ПОСТАВЛЕННАЯ ЗАДАЧА A: В каком году, согласно отрывку о Фете, он снова начал писать стихи?
ПОСТАВЛЕННАЯ ЗАДАЧА B: Повторите, пожалуйста, дословно часть отрывка о Фете от слов «<…> Эти выходцы» до слов «мы не знаем.».

ФРАГМЕНТ СТРАНИЦЫ:
<…> Эти выходцы из царства теней придавали похоронам Григорьева что-то и курьёзное и очень, очень печальное»{437}, — описал грустную картину в своих воспоминаниях П. Д. Боборыкин. О реакции Фета на смерть давнего приятеля мы не знаем.
Незадолго до кончины Дружинина сбылось его пророчество — Фет снова обратился к поэзии. Как ни странно, хозяйствование, требовавшее не только постоянного труда, но и неустанной наблюдательности, приводило поэта к мысли о глубокой связи между красотой и пользой. Несколько позднее он написал: «Вы разводите плодовый сад. Кажется, дело и цель его ясны. Вам хочется сбирать плоды. Плодовые деревья по природе некрасивы. Стало быть, чем скорее к цели, то есть к плодам, тем лучше. И опять ваше „стало быть“ никуда не годится. Единственное спасение и здесь — искусство для искусства, дерево для дерева, а не для плодов. Выводите здоровое и непременно красивое дерево (красота — признак силы) и не только забудьте о плодах, но сопротивляйтесь их появлению, упорно обрывая цветы. Дождётесь превосходных плодов. Вы можете действовать в совершенно противоположном смысле, усиливая и подстрекая плодоносность, — но убьёте деревья и навсегда останетесь без плодов»{438}. Отношение к природе как к сырью, союзнику или врагу больше не противопоставлялось им созерцанию её красоты.
В 1862 году Фет опять начал писать стихи, а в следующем — и печатать: в течение года в «Русском вестнике» было опубликовано шесть его стихотворений. В них видно, как поэт постепенно избавляется от влияния «ареопага» и во многом возвращается к прежней «чистоте». Так, в стихотворении «Тихонько движется мой конь…» первая строчка, может быть, ещё слишком конкретизирует ситуацию, но в следующих стихах, несомненно, видны и прежняя полифония природы (огонь облаков, светящий в заводях, туман, встающий с «оттаявших полей») и чувств («Как сладки вы душе моей!»), и соединяющая их сложная гармония, в которой в одном ряду стоят «заря и счастье и обман», и дерзкие сочетания слов («огонь облаков» и особенно «тень золотая»). Напоминает о лучших ранних фетовских вещах стихотворение «Чем тоске, я не знаю, помочь…», выстраивающее полифонию «голосов» тоскующего лирического героя, громко поющего соловья и тополя, исполняющего свою молчаливую партию. Почти предельная дерзость, делающая слова подобием музыки, достигается в стихотворении «Прежние звуки с былым обаяньем…», которое было напечатано первым после долгого перерыва в первом номере «Русского вестника» за 1863 год:
…Всё, что сказалось в жизни страданьем,
Пламенем жгучим пахнуло в крови!

СОХРАНЁННЫЕ ЗАПИСИ:

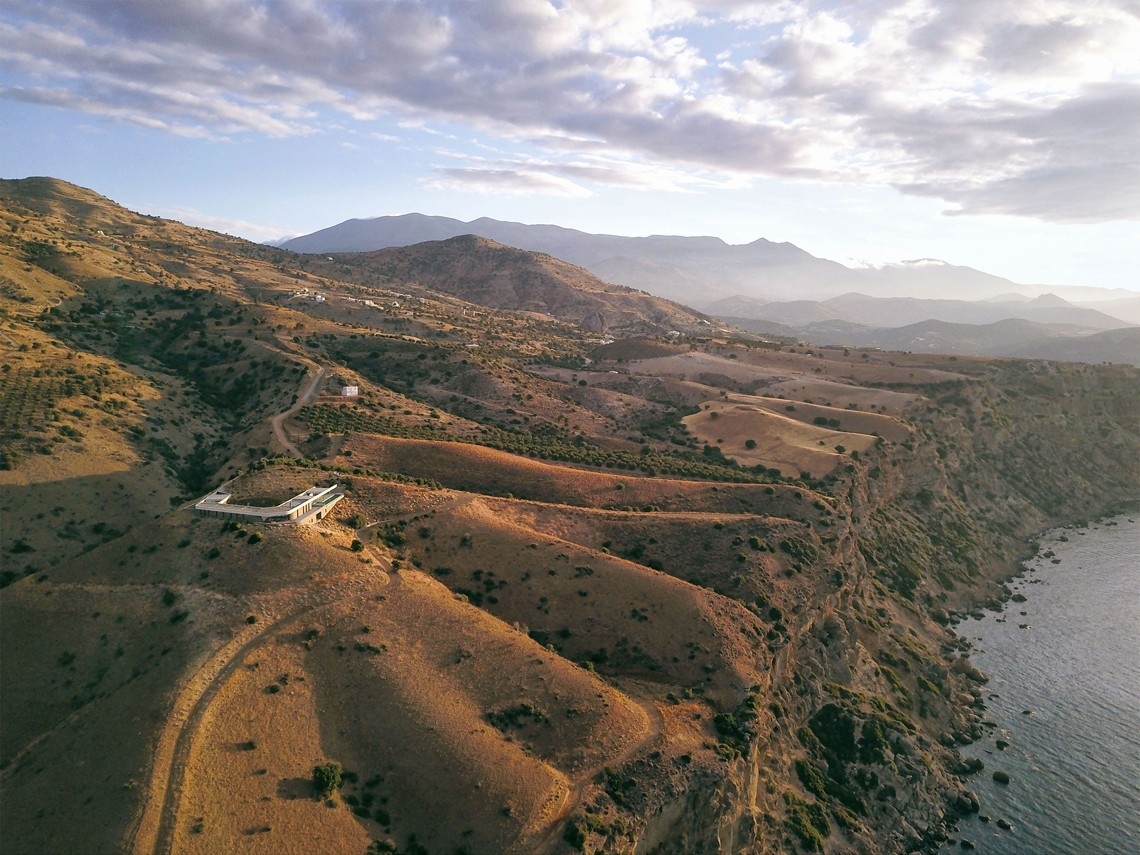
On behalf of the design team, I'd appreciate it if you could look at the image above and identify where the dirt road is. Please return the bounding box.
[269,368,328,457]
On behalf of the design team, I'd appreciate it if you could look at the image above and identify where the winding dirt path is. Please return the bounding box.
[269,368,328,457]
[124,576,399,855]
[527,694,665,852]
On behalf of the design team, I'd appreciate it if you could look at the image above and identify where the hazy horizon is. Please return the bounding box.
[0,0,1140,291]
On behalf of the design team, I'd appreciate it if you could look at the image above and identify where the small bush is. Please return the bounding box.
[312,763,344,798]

--

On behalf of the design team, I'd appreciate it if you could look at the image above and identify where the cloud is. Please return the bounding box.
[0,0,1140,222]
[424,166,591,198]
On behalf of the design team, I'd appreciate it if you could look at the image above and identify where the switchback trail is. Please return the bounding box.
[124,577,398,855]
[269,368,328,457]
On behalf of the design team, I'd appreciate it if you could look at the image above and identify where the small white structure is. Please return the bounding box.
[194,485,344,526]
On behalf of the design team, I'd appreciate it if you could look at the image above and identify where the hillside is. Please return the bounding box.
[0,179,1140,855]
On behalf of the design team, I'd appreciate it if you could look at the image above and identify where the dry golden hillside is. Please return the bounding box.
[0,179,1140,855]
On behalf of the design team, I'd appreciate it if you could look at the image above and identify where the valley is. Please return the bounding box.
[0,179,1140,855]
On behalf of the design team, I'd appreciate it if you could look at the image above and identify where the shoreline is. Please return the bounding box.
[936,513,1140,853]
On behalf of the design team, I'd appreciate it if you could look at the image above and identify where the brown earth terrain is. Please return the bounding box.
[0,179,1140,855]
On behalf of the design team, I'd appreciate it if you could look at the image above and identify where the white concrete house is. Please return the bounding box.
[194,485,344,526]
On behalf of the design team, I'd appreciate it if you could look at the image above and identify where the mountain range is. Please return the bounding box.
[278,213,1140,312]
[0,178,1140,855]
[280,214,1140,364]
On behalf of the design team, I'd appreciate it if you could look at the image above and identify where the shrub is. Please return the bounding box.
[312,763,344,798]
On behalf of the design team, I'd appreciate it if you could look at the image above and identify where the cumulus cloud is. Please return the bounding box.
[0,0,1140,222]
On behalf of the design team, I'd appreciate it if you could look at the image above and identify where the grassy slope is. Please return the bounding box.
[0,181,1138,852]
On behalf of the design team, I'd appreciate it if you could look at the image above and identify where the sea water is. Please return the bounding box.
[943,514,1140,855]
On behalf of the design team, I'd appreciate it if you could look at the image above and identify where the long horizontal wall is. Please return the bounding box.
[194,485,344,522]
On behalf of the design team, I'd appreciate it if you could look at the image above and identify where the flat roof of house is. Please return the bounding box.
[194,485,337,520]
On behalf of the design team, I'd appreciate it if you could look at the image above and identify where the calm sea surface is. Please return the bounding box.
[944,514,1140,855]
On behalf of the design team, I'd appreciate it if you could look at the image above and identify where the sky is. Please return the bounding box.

--

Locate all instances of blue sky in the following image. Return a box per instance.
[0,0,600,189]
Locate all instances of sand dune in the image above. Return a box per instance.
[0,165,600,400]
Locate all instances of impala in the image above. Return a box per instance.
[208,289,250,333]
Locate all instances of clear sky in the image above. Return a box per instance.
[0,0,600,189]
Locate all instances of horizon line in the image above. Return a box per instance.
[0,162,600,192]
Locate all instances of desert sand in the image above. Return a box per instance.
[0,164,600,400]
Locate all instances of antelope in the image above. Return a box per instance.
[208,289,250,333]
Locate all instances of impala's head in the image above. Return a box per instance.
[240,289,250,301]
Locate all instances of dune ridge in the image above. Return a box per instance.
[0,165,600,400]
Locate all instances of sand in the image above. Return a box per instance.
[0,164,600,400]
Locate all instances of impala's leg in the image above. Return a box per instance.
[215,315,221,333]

РЕШЕНИЕ ЗАДАЧИ A: В 1862 году.

РЕШЕНИЕ ЗАДАЧИ B:
<…> Эти выходцы из царства теней придавали похоронам Григорьева что-то и курьёзное и очень, очень печальное»{437}, — описал грустную картину в своих воспоминаниях П. Д. Боборыкин. О реакции Фета на смерть давнего приятеля мы не знаем.